- _Available data_:
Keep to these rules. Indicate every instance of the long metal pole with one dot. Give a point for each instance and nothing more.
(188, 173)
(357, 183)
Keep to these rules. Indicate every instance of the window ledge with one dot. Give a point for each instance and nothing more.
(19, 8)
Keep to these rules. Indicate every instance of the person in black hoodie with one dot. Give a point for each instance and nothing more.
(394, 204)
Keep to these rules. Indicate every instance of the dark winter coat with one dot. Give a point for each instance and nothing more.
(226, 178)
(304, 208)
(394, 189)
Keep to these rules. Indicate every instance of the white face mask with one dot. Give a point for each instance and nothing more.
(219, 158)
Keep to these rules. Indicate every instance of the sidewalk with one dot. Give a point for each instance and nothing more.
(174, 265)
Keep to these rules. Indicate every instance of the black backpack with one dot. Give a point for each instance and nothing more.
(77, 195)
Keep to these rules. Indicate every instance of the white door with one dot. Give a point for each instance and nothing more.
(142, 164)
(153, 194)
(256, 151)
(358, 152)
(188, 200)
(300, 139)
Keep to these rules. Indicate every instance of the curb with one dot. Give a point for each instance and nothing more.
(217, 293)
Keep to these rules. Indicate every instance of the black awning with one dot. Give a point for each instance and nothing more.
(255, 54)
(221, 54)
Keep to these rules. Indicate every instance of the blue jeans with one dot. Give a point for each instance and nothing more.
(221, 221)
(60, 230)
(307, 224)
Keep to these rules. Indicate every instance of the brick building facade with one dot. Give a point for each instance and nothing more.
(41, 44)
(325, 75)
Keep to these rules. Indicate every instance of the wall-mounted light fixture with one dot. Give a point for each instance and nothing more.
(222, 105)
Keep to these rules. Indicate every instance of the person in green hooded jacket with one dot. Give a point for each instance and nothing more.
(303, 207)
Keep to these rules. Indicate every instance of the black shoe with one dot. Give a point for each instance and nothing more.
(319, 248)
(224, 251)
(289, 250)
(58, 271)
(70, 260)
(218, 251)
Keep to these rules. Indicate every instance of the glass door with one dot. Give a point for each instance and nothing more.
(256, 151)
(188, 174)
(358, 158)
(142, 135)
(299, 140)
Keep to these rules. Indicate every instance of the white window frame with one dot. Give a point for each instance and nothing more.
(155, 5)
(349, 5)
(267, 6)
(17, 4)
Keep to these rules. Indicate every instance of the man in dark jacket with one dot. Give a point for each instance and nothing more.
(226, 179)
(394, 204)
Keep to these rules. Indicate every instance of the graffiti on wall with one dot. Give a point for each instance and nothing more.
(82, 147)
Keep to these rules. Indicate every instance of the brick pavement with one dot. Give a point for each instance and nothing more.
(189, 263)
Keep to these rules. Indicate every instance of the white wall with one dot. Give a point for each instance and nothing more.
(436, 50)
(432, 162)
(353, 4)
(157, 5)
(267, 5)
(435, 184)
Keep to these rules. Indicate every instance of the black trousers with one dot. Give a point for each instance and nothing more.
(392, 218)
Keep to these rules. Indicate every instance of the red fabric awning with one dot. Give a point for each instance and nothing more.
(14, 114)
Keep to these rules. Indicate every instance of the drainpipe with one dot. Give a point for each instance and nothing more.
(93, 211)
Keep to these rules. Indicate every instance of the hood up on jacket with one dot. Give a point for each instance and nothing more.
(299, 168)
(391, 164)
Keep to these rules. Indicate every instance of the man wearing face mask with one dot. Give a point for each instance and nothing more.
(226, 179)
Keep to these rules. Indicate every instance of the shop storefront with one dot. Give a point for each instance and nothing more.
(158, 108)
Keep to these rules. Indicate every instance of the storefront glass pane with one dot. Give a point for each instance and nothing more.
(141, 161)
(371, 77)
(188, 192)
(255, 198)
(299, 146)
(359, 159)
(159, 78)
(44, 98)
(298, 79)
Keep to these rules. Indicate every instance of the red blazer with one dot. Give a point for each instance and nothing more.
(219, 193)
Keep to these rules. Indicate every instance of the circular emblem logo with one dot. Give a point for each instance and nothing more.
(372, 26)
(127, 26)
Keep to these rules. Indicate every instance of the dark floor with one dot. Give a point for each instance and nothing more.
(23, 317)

- _Description of the task_: Each record must be repeated exactly as it is.

- _Output below_:
Keep to these rules. Indicate every instance of the long metal pole with one dot. Give a point for each instance and nothing more.
(188, 173)
(357, 183)
Keep to these rules. Indicate every instance of the window ledge with one dot. Give a point for each instance and nothing more.
(19, 8)
Keep to these rules. Indicate every instance of the person in black hoodie with one dot. Give a point for each instance and nothing more.
(394, 204)
Keep to these rules. Indicate every instance of the dark winter coat with one dot. Give a point for each instance and nothing more.
(226, 178)
(304, 208)
(394, 189)
Keep to these rules. Indicate every instance of the white face mask with one dot. Give a point for each instance and nothing more.
(219, 158)
Keep to these rules. Indicate every instance of the sidewalk with one dot. Give a point for each instance and nothing more.
(174, 265)
Keep to these rules. Indicate every instance of the black backpack with one dot. Give a point for each instance and nothing more.
(77, 195)
Keep to these rules. Indicate every instance of the white door with one dot. Give a point for each instance and nothing more.
(142, 164)
(153, 194)
(256, 151)
(358, 152)
(188, 200)
(300, 139)
Keep to these rules. Indicate every instance of the curb with one dot. Give a point for each instance and nothing more.
(217, 293)
Keep to these rules. Indicate every instance of the black awning with one dot. Give a point for each instance and nothing more.
(255, 54)
(221, 54)
Keep to these rules. Indicate every instance of the blue jeans with one dot. Give a point for each instance and nothing more.
(221, 221)
(60, 230)
(307, 224)
Keep to these rules. Indicate every instance of the brick building facade with one dot. Give a point for each instance and nothing more.
(41, 44)
(325, 75)
Keep to these rules. Indicate every instance of the wall-mounted light fixture with one dot. Give a point for each instance and nothing more.
(222, 105)
Keep to these rules. Indicate every instance of the person in green hooded jacket with one dot. Give a point for each instance and nothing more.
(303, 207)
Keep to these rules. Indicate every instance of the black shoe with one dot. Give a point for each instance and nothing more.
(319, 248)
(224, 251)
(289, 250)
(58, 271)
(70, 260)
(218, 251)
Keep to these rules. Indicate every instance of the glass door with one dot. Give a point for each instance and nothing more.
(256, 151)
(188, 174)
(358, 158)
(142, 135)
(299, 140)
Keep to these rules. Indicate every instance of the white window frame with one dot. Give a point for each instance and nothing more.
(155, 5)
(349, 5)
(267, 6)
(17, 4)
Keep to these rules. Indicate every instance of the man in dark jacket with one dot. Give a point for each instance and nothing more.
(226, 179)
(394, 204)
Keep to these rules. Indicate every instance of the graffiti on wall with one dot. Give a point for each instance and nothing more.
(82, 147)
Keep to these rules. Indicate every instance of the brick pavement with one dot. Give a point for each instance and nothing more.
(189, 263)
Keep to these rules. Indicate every instance of the white wall with one dot. Give a point for each instance and nothing more.
(436, 50)
(432, 162)
(353, 4)
(157, 5)
(267, 5)
(435, 184)
Keep to these rules. Indicate every instance of the black trousers with one dot. Give a point for each instance and nothing more.
(392, 218)
Keep to these rules. Indicate every instance of the red fabric awning with one dot. Give a point for each instance and nothing more.
(14, 114)
Keep to these rules. Indicate every instance of the drainpipe with one dot. Give a point for each instance and nothing more.
(93, 211)
Keep to these rules. Indicate every instance of the hood up on jacket with one dot. Give a point for each instance and nothing more.
(299, 168)
(391, 164)
Keep to these rules. Indicate every instance of the man wearing face mask with one dot. Give a point for each instance and nothing more.
(226, 179)
Keep to these rules. Indicate every instance of the shop storefront with one dot. Give a point for each instance and nothing more.
(158, 108)
Keep to these rules. Indicate every instance of the storefront glass pane with one dot. Give a point for each instance and nothing more.
(141, 161)
(371, 77)
(188, 192)
(255, 198)
(299, 146)
(359, 159)
(159, 78)
(44, 98)
(298, 79)
Keep to these rules. Indicate every instance of the red blazer with one dot. Give a point for each instance and nothing more.
(219, 193)
Keep to these rules. Indicate every instance of the circular emblem logo with one dot. Give a point for each instance and nothing more.
(372, 26)
(127, 26)
Keep to these rules. Indicate every instance of the dark floor with one dot. Give a point for each instance and nothing more.
(23, 317)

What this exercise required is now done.